__Passage given__
A fossil word is a word that is broadly obsolete but remains in current use due to its presence within an idiom, word sense, or phrase. An example for a word sense is 'navy' in 'merchant navy', which means 'commercial fleet' (although that sense of navy is obsolete elsewhere). An example for a phrase is 'in point' (relevant), which is retained in the larger phrases 'case in point' (also 'case on point' in the legal context) and 'in point of fact', but is rarely used outside of a legal context.

English-language examples 
 ado, as in "without further ado" or "with no further ado" or  "much ado about nothing", although the homologous form "to-do" remains attested ("make a to-do", "a big to-do", etc.)
 amok, as in "run amok"
 bandy, as in "bandy about" or "bandy-legged"

__To do__
[1] Answer these questions using the passage on fossil words:
(a) What does "navy" mean in "merchant navy"?
(b) In what phrase does "amok" survive?
(c) What homologous form of "ado" is still attested?
[2] List every word given under the English-language examples in the passage on fossil words.
[3] Copy the stretch of the passage on fossil words from "A fossil word" through "a legal context.".

__Material provided__
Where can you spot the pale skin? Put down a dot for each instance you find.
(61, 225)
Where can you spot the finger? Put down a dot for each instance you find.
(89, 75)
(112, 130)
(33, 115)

__Worked answers__
[1]
(a) Commercial fleet
(b) "run amok"
(c) "to-do"

[2] ado, amok, bandy

[3]
A fossil word is a word that is broadly obsolete but remains in current use due to its presence within an idiom, word sense, or phrase. An example for a word sense is 'navy' in 'merchant navy', which means 'commercial fleet' (although that sense of navy is obsolete elsewhere). An example for a phrase is 'in point' (relevant), which is retained in the larger phrases 'case in point' (also 'case on point' in the legal context) and 'in point of fact', but is rarely used outside of a legal context.